**What to work on**
A) Could you repeat the stretch of the Róisín Murphy profile from "Róisín Murphy on" through "plenty of UK DJs.", switching "Sonic Youth" for "the Fall"?
B) Can you resume the Róisín Murphy profile and carry it on from its last sentence?

**Provided passage**
-- Begin --

Róisín Murphy on the Music That Made Her

The 46-year-old dance-pop cult-favorite on a life spent in clubs, jamming to Sonic Youth, Little Sister, and plenty of UK DJs.
Róisín Murphy
Photo by Fraser Taylor

Róisín Murphy’s relationship to music is inextricable from place. As a kid growing up in the small town of Arklow, on Ireland’s east coast, the electropop luminary watched her family sing together at boozy get-togethers, became obsessed with the famously uncanny cover of Grace Jones’ 1985 album Island Life, and roamed arm-in-arm with her girlfriends, belting “Like a Virgin” at the top of their lungs. “When we were all virgins!” Murphy recalls, laughing raucously.

Sitting in a private members’ club in London’s Soho, Murphy is telling me the musical story of her life with bawdy flair. Her Irish accent is marked by the gravelliness of her teenage years spent in Manchester, where she found her fellow “weirdos” at psychedelic clubs, set to the sounds of the Jesus and Mary Chain, the Stooges, and My Bloody Valentine. Then the clubs started playing dancier rock bands like the Stone Roses, “and out of nowhere came all these lads who were dressed like football hooligans,” she says. Ecstasy had arrived. “These were guys that would have normally beat us up, and they come in and they were hugging us!”

-- End --

**Provided records**
-- Begin --

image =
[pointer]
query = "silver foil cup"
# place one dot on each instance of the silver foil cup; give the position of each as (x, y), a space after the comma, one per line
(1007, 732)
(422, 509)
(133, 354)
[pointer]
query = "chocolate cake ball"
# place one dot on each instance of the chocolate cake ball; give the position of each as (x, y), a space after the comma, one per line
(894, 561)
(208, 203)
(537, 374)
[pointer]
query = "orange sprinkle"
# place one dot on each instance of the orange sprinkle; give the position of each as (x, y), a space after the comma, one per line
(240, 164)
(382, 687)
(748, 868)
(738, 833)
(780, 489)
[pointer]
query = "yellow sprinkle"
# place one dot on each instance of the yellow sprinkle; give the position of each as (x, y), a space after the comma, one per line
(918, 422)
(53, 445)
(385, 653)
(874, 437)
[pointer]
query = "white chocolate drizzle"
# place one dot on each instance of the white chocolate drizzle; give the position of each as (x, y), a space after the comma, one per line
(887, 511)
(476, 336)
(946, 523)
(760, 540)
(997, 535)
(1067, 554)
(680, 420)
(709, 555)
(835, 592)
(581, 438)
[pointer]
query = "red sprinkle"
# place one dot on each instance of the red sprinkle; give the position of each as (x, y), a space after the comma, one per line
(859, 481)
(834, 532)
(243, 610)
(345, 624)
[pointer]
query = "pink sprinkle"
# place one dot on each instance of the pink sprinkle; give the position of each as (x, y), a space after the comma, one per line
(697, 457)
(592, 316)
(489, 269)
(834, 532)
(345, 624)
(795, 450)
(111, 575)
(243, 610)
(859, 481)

-- End --

**Per-task outputs**
A)
Róisín Murphy on the Music That Made Her

The 46-year-old dance-pop cult-favorite on a life spent in clubs, jamming to the Fall, Little Sister, and plenty of UK DJs.

B)
She threw herself into the seedier parts of the Manchester music scene, briefly fronting a noise band, And Turquoise Car Crash The, in which she pretended to scream down the phone to emergency services. “The first gig was legendary,” she recalls. “It was unbelievable how many people came! Then all the people in the audience got on the stage and all the people onstage got in the audience and there was a fight.” The second show didn’t have the same buzz, so the band split. “‘Scared’ is not a word that you would apply to me as a teenager,” she says. “Just very curious and open. I went all sorts of mad and wonderful places.” 

Murphy followed a boyfriend to Sheffield, which had an equally fertile electronic scene, and soon met musician Mark Brydon. That first night, they went to his studio, where she “chatted shit” over his music—a recurring pattern as they became romantically involved. Brydon, who had done production work for Boy George, Cabaret Voltaire, and others, was offered a six-album record deal and asked if Murphy wanted to go in on it with him. She was shocked, thinking that they were just joking around. “But it was a way for us to be together,” she says. They made it through four albums as Moloko, their success peaking in 1998 with “Sing It Back” and then again in 2000 with “The Time Is Now,” which married the era’s fascination with the Balearic islands to classic ’70s pop craft. Brydon and Murphy eventually split up, slogging through a final album, 2003’s Statues.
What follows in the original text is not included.